Stated exercise: Find each line in the records below that contains the string "village" and copy it out in full. Treat uppercase and lowercase as different.

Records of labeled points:
[START]

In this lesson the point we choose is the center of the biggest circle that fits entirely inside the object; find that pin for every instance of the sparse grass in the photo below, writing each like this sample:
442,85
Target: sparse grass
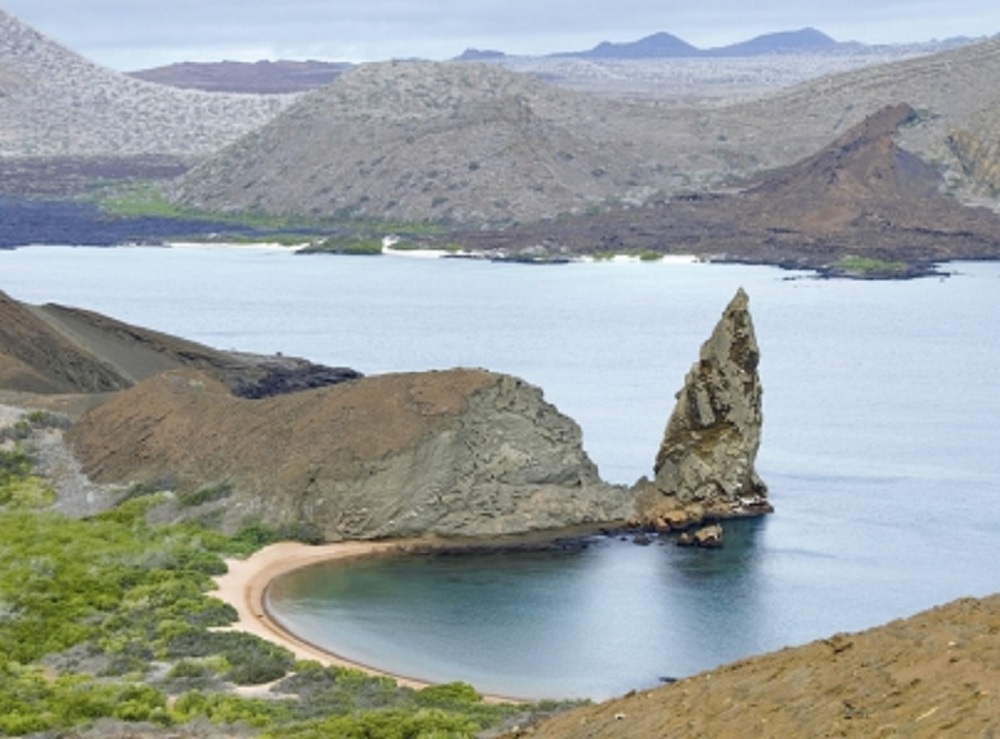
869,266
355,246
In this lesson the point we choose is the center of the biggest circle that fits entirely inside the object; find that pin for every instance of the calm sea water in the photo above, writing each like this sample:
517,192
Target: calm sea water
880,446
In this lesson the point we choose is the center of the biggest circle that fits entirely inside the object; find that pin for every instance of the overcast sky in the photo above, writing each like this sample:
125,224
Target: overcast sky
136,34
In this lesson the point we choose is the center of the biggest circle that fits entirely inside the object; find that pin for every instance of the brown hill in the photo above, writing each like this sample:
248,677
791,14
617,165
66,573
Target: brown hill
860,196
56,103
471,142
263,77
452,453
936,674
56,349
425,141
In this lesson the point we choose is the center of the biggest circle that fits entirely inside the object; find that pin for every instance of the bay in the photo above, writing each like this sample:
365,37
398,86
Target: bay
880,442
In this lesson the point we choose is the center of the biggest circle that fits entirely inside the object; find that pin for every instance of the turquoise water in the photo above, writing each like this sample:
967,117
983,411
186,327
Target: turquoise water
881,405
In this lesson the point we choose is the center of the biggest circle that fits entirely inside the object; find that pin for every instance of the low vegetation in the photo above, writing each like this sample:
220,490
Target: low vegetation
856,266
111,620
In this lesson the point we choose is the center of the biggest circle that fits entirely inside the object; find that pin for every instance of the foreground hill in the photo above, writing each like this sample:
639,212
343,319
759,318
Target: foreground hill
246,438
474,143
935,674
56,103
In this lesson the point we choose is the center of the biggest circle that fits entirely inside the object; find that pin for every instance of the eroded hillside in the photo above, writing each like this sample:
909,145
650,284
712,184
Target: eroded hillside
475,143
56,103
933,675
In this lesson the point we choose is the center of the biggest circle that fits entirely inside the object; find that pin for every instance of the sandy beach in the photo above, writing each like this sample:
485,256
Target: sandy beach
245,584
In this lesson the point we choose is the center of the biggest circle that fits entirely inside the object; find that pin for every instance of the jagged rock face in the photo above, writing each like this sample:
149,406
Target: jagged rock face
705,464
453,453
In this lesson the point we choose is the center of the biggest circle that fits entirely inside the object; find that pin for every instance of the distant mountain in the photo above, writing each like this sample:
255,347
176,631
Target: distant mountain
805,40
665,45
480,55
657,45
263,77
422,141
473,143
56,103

[END]
[START]

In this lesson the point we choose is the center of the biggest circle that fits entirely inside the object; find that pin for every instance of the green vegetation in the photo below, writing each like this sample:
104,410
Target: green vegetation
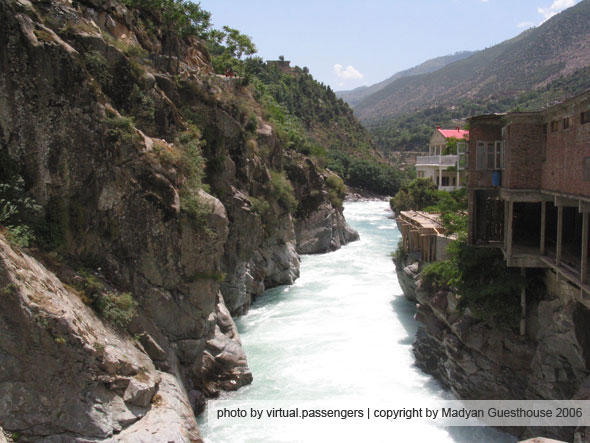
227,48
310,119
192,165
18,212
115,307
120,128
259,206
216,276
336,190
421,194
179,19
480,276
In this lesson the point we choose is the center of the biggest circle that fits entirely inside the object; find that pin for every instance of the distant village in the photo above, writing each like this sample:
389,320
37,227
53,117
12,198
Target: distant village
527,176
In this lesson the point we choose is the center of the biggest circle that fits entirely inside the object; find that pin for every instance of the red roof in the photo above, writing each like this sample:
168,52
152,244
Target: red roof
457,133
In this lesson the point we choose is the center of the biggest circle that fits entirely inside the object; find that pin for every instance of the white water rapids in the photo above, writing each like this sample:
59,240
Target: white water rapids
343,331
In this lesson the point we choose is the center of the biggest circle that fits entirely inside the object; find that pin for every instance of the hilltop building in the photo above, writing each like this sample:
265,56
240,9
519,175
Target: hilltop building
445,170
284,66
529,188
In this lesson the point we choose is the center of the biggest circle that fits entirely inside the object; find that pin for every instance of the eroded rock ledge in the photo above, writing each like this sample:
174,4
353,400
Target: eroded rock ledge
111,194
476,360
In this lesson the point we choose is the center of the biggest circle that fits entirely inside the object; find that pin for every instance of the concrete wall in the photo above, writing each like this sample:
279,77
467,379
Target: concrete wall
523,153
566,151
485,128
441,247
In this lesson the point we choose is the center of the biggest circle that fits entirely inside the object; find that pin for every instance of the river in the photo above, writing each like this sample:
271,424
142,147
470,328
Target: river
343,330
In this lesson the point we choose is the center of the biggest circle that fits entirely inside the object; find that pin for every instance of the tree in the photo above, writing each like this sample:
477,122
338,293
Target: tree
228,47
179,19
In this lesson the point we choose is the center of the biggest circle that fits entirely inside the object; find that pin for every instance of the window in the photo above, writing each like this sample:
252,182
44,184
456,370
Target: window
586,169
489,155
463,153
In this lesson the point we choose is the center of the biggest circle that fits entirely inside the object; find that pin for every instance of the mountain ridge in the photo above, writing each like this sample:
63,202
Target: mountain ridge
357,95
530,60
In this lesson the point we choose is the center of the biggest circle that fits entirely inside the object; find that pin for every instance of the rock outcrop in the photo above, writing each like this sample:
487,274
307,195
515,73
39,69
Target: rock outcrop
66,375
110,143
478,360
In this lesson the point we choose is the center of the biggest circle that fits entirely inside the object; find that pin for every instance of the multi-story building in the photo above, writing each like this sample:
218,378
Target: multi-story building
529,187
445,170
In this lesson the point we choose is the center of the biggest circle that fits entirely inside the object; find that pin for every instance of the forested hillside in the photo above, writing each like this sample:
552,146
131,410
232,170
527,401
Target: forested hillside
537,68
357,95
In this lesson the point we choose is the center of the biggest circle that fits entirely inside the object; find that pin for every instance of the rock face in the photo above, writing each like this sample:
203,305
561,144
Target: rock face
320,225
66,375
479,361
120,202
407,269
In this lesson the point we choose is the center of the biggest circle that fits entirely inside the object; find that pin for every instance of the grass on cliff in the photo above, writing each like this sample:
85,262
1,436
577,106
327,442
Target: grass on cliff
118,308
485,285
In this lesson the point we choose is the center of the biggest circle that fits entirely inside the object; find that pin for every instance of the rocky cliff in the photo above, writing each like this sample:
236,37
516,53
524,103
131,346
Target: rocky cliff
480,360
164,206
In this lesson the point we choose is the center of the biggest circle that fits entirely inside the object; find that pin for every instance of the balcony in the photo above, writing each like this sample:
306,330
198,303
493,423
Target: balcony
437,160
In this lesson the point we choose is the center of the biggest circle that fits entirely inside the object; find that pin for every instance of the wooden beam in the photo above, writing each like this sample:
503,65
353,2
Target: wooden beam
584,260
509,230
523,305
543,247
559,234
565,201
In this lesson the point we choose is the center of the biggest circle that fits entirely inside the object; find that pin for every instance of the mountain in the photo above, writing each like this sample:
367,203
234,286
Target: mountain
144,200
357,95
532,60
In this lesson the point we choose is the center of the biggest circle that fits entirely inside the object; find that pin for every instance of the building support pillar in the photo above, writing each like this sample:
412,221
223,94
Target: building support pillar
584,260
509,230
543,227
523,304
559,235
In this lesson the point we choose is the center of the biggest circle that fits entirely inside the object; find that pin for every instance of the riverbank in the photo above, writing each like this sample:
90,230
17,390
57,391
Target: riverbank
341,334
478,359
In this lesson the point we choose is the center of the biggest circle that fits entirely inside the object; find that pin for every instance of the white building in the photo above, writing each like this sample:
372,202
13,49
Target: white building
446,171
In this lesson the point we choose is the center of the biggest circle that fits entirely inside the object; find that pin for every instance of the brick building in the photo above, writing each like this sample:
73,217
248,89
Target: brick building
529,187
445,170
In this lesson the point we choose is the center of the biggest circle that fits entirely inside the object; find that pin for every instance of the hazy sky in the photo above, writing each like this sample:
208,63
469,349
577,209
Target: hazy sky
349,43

[END]
[START]

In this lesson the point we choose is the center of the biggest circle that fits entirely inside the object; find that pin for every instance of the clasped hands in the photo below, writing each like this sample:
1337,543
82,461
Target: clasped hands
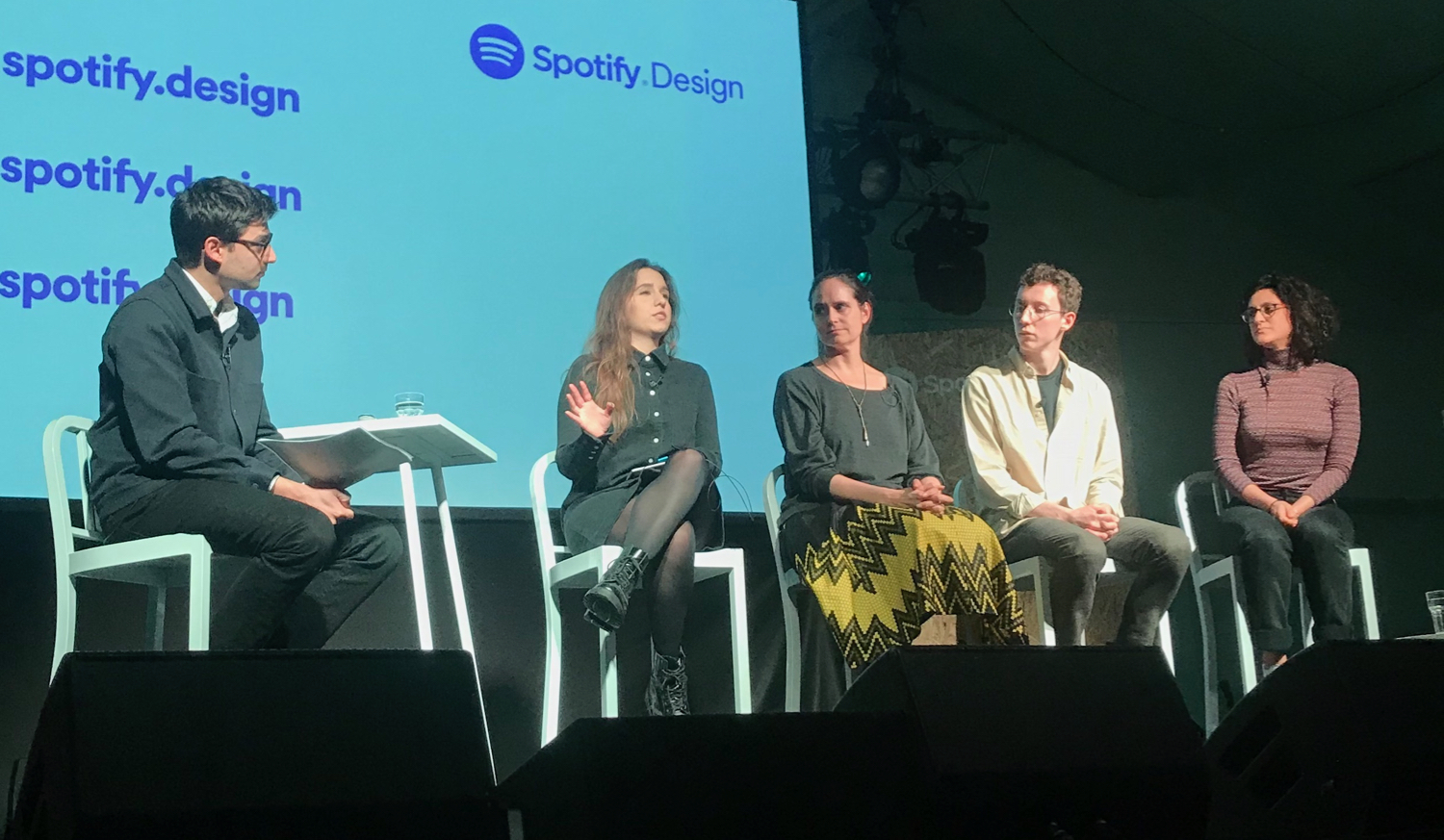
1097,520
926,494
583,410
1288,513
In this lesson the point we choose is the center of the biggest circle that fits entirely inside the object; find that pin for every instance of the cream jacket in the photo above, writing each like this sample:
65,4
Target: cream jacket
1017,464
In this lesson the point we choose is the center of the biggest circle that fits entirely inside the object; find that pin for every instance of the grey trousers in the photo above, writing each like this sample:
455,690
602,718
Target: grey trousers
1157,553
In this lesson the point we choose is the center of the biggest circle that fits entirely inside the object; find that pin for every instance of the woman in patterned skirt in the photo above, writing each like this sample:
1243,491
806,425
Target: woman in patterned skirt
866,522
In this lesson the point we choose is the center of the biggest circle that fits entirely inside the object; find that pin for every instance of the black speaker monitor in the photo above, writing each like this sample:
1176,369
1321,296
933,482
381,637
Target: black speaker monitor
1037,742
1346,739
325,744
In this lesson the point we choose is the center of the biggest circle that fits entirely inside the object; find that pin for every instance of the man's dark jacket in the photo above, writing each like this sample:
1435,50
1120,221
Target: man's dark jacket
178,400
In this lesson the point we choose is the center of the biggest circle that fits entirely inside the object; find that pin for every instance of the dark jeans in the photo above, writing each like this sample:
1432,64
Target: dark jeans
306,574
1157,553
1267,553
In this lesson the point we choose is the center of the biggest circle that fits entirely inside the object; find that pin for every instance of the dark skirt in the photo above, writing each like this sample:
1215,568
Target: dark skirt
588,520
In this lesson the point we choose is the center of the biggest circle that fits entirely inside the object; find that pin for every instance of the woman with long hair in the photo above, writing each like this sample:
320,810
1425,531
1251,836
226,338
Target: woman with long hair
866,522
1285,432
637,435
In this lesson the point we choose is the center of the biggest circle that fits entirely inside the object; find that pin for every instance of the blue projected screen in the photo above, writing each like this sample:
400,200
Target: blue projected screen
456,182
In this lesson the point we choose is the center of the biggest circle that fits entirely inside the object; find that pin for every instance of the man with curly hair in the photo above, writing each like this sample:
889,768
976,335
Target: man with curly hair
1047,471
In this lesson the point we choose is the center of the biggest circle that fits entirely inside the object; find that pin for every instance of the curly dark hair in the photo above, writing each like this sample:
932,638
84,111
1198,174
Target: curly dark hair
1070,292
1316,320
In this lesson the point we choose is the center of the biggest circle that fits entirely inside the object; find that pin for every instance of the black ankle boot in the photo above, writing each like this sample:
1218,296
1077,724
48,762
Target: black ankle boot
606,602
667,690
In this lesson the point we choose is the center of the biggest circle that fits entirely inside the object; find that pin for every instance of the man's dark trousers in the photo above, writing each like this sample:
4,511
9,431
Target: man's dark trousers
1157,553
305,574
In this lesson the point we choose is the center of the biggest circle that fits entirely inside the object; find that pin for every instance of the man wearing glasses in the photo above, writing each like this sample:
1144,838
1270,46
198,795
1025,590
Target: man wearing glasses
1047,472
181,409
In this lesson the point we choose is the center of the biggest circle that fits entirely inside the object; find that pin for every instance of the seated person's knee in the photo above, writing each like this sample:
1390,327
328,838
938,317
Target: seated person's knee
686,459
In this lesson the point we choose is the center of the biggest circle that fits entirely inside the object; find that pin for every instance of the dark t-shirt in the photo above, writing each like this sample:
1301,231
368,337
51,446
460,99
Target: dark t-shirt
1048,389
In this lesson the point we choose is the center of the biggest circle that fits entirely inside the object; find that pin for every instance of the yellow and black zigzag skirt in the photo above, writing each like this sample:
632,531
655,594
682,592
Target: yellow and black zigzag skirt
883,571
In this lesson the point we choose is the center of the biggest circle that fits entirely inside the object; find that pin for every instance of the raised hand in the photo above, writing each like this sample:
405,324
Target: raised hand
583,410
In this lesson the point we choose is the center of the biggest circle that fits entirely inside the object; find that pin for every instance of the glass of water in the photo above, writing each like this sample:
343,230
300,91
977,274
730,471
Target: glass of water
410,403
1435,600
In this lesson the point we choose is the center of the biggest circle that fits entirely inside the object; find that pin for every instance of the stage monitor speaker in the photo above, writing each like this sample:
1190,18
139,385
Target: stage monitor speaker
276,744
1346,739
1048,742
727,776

[END]

Task answer:
In this lesson the point we choose is the center of the biggest circle that fits entirely inside the object; find that pin for every instance of the distant village in the photo above, writing each like this sample:
Target: distant village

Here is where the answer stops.